__The problem__. From the donkey forum post, list each thing Kochia does when Gracey is taken out to drive.

__Page excerpt__.
# SOOOOO buddy sour!



## VerticallyChallenged (Aug 3, 2007)

I am having a lot of fun with my new girls! Gracey, the younger of the two, has been driving VERY well....she's a little spitfire...or can be, but put her in front of a cart and she knows her job! She doesn't care about being separated from Kochia, but Gracey has lived the 6 years of her life as a lone donkey, with a goat for a companion. Brief history on Kochia, the 14 year old, she came off a breeding farm a year ago last month. So of course she was around lots of other donkeys! She was a brood jennet there. She was sold with her last foal a year ago last month...... This spring she was sold again, with her yearling foal, and months later they were put up for sale. The little jack went first, and left her on her own for a month or so (she had mini horses, but no donkeys.) Now she's here. All of that in one year. I'm sure she's afraid she'll lose the buddy she's gotten attached to here. When I take Gracey out to drive, Kochia doesn't bray, but paces hysterically, rears, gets herself quite worked up. Sure, great excuse to get another donkey...and some day I will, but now two is the limit. I have thought about having her bred yet this year....then next year about this time she'll have a foal if all goes well...and there's my third! I feel bad for her, and it doesn't matter who is brought out...Kochia is the same way if I take her out and leave Gracey in. What should I do? I know they like to be around their own kind, but I also would like to drive Gracey. Kochia is not left alone when Gracey comes out, she is in with my miniature horse as well. In horses, I would surely consider this not acceptable and work on it. Separating for longer times to get them comfortable with being able to be taken from their buddies. But I am thinking donkeys are different first of all, and secondly, I probably need to have some compassion for what she has been through in the past year. She lost a buddy, now has one, and doesn't want to lose this one either. But, I want her to be ok with being separated for a little while here and there. Am I asking too much? Should I work on this, or just give her time?

Angie


----------



## MeadowRidge Farm (Aug 3, 2007)

__Recorded data__.

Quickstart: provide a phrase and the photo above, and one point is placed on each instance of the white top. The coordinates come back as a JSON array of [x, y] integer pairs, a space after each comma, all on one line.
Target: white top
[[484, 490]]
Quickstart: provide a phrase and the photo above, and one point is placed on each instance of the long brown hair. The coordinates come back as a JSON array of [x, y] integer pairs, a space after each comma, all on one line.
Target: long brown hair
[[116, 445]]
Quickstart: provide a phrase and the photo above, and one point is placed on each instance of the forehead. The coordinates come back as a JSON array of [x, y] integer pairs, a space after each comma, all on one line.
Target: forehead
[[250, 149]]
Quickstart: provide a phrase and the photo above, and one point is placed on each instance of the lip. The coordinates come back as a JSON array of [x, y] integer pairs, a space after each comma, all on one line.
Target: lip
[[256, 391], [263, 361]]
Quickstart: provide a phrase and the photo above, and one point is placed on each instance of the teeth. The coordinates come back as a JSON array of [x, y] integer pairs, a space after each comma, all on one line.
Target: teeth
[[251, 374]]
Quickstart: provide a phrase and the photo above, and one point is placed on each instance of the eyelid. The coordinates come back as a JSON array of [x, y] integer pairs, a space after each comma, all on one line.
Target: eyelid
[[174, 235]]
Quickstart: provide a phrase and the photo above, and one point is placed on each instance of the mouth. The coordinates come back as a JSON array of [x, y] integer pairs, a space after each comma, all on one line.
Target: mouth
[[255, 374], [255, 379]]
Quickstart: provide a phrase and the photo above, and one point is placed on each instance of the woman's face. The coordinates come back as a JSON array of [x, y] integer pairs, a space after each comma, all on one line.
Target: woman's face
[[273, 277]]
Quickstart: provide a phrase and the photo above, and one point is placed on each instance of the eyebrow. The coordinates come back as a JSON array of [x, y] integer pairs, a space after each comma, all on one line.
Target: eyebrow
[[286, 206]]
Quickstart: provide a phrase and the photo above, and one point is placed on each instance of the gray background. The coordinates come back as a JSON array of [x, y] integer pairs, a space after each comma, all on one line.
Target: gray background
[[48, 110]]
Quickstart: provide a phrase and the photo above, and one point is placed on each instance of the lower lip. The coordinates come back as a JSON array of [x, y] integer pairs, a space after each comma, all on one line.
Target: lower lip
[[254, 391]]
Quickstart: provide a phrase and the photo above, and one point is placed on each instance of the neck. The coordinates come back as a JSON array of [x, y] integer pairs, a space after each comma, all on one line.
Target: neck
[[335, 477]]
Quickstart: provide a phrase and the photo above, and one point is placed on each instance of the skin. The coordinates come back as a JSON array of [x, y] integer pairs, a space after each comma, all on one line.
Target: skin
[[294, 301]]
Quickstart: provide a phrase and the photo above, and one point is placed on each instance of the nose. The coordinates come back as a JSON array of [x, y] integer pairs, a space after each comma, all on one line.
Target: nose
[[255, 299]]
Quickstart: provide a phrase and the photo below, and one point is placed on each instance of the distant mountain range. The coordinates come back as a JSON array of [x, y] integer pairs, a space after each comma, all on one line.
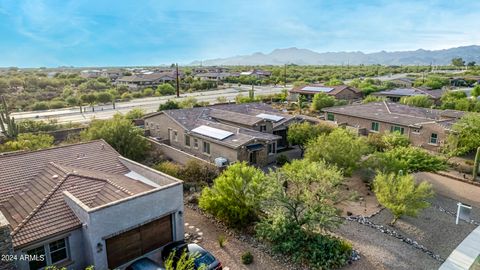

__The response__.
- Paces hysterically
- Rears
- Gets herself quite worked up